● DO THIS: Recast the records as a Markdown table with columns Row and Line, one numbered row per line, beginning at the first line of the records and stopping after the line that contains "[265,67,502,417]". Leave out blank lines.

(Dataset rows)

%%

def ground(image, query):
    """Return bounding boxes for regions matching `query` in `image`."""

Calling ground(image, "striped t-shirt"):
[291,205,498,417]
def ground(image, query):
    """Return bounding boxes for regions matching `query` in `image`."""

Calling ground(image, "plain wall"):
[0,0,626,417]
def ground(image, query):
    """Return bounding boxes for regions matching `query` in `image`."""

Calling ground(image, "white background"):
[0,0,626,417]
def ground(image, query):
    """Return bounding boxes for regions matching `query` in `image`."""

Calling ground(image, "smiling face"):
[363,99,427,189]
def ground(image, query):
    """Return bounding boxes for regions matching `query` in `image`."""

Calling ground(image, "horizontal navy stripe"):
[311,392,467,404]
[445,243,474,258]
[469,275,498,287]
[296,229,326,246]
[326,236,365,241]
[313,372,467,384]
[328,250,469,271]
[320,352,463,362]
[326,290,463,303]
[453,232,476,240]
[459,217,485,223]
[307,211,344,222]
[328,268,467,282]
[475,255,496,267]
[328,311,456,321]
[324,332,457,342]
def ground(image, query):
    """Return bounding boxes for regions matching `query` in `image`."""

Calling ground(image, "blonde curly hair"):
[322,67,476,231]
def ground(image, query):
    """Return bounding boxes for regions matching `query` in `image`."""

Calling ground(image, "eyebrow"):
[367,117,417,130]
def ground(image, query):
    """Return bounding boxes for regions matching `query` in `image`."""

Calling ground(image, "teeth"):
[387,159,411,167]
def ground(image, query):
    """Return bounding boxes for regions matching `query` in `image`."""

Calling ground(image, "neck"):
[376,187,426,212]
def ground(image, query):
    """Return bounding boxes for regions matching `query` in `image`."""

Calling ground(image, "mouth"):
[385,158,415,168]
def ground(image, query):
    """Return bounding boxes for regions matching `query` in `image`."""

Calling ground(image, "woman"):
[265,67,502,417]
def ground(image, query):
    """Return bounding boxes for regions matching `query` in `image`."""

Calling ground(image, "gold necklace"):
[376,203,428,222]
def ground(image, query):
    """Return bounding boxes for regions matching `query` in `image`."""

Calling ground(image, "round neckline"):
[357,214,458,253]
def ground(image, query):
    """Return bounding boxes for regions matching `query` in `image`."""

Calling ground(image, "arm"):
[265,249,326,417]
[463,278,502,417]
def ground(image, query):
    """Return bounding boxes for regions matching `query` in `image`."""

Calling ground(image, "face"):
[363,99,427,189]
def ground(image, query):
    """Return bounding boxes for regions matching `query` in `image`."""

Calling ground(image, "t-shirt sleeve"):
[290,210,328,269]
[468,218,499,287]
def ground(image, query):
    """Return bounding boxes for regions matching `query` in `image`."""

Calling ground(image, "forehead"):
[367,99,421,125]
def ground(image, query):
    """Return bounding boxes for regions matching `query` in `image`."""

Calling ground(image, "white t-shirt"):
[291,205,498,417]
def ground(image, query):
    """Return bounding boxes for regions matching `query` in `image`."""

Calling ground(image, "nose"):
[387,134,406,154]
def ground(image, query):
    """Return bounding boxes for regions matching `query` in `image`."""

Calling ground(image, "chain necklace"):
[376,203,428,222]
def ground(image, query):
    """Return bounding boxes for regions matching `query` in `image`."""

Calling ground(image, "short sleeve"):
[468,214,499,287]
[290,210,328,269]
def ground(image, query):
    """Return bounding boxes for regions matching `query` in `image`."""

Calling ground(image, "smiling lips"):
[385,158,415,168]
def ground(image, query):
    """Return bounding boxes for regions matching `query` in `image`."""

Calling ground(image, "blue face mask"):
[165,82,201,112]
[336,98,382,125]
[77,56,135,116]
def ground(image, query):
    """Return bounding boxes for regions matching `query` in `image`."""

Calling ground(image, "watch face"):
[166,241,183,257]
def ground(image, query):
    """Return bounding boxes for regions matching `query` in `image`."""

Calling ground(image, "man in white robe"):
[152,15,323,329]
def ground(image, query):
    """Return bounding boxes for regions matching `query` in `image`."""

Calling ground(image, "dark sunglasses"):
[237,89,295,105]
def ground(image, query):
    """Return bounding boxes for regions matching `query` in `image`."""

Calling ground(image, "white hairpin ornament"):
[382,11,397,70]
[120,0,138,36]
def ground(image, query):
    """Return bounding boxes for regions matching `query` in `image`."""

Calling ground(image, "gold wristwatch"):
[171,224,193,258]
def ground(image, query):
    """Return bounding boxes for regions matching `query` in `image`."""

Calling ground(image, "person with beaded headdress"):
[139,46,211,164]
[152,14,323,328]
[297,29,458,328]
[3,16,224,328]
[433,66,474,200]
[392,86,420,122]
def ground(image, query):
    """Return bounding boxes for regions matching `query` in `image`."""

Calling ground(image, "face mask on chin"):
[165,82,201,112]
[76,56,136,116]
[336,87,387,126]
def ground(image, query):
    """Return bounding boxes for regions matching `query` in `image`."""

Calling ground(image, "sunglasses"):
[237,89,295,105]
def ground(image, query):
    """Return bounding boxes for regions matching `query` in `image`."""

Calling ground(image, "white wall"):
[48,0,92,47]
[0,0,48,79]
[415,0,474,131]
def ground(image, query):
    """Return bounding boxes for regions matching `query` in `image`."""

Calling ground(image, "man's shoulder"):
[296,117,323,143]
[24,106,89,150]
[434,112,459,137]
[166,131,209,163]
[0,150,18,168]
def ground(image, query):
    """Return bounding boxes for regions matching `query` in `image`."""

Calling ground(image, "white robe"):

%%

● SOLUTION FOR THIS TASK:
| Row | Line |
|---|---|
| 1 | def ground(image, query): |
| 2 |     """Return bounding boxes for regions matching `query` in `image`.""" |
| 3 | Calling ground(image, "striped t-shirt"): |
| 4 | [291,205,498,417] |
| 5 | def ground(image, query): |
| 6 |     """Return bounding boxes for regions matching `query` in `image`.""" |
| 7 | Calling ground(image, "plain wall"): |
| 8 | [0,0,626,417] |
| 9 | def ground(image, query): |
| 10 |     """Return bounding boxes for regions matching `query` in `image`.""" |
| 11 | Calling ground(image, "white background"): |
| 12 | [0,0,626,417] |
| 13 | def ground(image, query): |
| 14 |     """Return bounding boxes for regions matching `query` in `image`.""" |
| 15 | Calling ground(image, "smiling face"): |
| 16 | [363,99,427,189] |
| 17 | def ground(image, query): |
| 18 |     """Return bounding boxes for regions matching `query` in `image`.""" |
| 19 | Calling ground(image, "horizontal navy stripe"): |
| 20 | [311,392,467,404] |
| 21 | [445,243,474,258] |
| 22 | [469,275,498,287] |
| 23 | [296,229,326,246] |
| 24 | [326,236,365,241] |
| 25 | [313,372,467,384] |
| 26 | [328,250,469,271] |
| 27 | [320,352,463,362] |
| 28 | [326,290,463,303] |
| 29 | [453,232,476,240] |
| 30 | [459,217,485,223] |
| 31 | [307,211,344,222] |
| 32 | [328,268,467,282] |
| 33 | [475,255,496,267] |
| 34 | [328,311,456,321] |
| 35 | [324,332,457,342] |
| 36 | def ground(image, query): |
| 37 |     """Return bounding boxes for regions matching `query` in `image`.""" |
| 38 | Calling ground(image, "blonde curly hair"): |
| 39 | [322,67,476,231] |
| 40 | def ground(image, query): |
| 41 |     """Return bounding boxes for regions matching `query` in `image`.""" |
| 42 | Calling ground(image, "eyebrow"): |
| 43 | [367,117,417,130] |
| 44 | def ground(image, query): |
| 45 |     """Return bounding boxes for regions matching `query` in `image`.""" |
| 46 | Calling ground(image, "teeth"): |
| 47 | [387,159,411,167] |
| 48 | def ground(image, query): |
| 49 |     """Return bounding boxes for regions matching `query` in `image`.""" |
| 50 | Calling ground(image, "neck"): |
| 51 | [376,187,426,212] |
| 52 | def ground(image, query): |
| 53 |     """Return bounding boxes for regions matching `query` in `image`.""" |
| 54 | Calling ground(image, "mouth"): |
| 55 | [385,158,415,168] |
| 56 | def ground(image, query): |
| 57 |     """Return bounding boxes for regions matching `query` in `image`.""" |
| 58 | Calling ground(image, "woman"): |
| 59 | [265,67,502,417] |